== Given text ==

3/4/2018

BUSINESS/ECONOMY/TRADE DEALS/TRUMP AS PRESIDENT: “Manufacturing executives who use the metals to make beer cans, cars, refrigerators and other goods warn of price surges, shortages and retaliatory trade barriers on U.S. exports if the administration follows through on the plan, announced Thursday [3-1-18], to impose 25% tariffs on imported steel and 10% duties on aluminum imports. They also complain that a lack of detail about President Donald Trump’s plan has injected unknowns into their business planning. ‘It’s the uncertainty that has many people concerned,’ said John Hayes, chief executive of Ball Corp., a major producer of beverage cans and metal food packaging with about 9,000 U.S. workers. ‘We don’t know what products it’s on. We don’t know from which countries it’s on. We don’t know how it’s going to be implemented.’ … The administration’s most prominent trade hawks took to the airwaves Sunday to play down concerns. They said the U.S. would apply steel and aluminum barriers expansively, leaving no country exempt. ‘The notion that it would destroy a lot of jobs, raise prices, disrupt things, is wrong,’ Commerce Secretary Wilbur Ross said on ABC. He said the tariffs would be valued at $9 billion, a fraction of overall U.S. economic output, which is $19 trillion a year.”

===

What the task requires
In the excerpt on the steel and aluminum tariffs, what tariff rate was planned for imported steel?

== Given data ==

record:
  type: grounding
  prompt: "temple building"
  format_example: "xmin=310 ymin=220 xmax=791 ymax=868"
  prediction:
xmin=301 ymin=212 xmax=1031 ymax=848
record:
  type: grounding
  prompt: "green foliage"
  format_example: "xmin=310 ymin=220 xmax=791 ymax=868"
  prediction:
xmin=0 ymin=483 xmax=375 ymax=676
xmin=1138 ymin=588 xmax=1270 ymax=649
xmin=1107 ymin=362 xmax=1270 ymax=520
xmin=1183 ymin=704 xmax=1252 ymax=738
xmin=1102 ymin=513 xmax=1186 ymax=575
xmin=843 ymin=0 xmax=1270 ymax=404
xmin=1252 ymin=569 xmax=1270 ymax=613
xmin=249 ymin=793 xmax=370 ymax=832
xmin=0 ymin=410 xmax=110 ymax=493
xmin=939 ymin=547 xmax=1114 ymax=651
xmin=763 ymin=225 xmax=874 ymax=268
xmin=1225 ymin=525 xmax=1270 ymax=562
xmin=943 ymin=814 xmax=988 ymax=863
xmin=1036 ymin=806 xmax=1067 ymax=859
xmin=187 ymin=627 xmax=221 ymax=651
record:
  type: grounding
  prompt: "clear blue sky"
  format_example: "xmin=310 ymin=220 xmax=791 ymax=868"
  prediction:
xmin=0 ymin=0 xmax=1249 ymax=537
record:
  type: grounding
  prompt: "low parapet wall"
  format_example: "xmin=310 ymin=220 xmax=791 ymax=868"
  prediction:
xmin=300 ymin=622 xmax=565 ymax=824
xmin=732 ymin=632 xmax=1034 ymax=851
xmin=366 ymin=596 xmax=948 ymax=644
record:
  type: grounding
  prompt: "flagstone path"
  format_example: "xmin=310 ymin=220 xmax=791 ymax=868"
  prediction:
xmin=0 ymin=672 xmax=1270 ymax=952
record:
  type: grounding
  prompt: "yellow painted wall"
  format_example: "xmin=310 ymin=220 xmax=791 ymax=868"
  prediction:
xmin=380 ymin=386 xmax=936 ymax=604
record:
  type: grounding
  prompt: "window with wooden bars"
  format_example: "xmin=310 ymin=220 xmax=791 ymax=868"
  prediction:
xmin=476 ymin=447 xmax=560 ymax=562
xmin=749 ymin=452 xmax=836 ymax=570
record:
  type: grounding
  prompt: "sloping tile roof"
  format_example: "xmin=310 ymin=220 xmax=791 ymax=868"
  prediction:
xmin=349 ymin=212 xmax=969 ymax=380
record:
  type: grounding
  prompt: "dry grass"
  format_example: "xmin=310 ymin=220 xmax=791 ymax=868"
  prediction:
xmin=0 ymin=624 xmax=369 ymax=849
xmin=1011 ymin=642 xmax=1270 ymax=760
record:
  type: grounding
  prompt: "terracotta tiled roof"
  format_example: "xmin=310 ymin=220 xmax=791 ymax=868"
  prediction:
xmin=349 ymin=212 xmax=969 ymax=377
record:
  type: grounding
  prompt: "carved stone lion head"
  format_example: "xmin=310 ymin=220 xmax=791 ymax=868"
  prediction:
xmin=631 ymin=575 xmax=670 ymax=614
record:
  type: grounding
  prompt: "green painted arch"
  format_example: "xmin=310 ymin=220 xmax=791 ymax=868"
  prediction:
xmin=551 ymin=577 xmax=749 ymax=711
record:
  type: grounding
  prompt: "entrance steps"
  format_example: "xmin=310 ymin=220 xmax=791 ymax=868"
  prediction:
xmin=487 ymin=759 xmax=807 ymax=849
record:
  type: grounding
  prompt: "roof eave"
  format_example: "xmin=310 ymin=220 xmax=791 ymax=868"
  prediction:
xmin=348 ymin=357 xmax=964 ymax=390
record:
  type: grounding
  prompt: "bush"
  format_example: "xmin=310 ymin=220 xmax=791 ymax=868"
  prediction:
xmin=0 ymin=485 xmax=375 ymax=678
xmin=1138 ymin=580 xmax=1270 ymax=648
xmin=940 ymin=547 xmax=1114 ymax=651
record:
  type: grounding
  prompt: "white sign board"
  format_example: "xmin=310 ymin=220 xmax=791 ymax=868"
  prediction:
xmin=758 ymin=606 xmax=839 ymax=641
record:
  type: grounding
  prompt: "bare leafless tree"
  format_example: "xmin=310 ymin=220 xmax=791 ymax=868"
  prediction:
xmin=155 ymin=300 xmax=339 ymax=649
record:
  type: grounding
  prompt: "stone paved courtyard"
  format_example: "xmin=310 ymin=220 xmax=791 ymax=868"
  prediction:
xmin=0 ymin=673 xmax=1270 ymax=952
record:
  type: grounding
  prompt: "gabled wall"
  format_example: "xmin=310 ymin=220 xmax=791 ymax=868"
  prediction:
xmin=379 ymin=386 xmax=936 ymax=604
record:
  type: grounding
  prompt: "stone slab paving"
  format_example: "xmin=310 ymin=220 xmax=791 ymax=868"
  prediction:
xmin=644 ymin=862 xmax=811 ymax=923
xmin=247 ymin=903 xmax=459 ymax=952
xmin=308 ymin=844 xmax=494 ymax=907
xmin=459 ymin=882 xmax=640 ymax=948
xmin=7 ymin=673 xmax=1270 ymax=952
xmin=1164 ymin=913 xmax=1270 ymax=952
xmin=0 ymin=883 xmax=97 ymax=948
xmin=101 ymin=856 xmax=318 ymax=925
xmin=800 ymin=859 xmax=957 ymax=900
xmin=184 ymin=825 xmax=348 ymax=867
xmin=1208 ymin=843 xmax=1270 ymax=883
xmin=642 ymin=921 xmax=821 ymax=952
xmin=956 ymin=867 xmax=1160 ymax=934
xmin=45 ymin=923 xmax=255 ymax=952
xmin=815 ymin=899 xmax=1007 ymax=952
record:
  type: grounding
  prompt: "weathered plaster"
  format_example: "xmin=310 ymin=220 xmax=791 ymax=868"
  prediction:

===

Problem solution
A 25% tariff.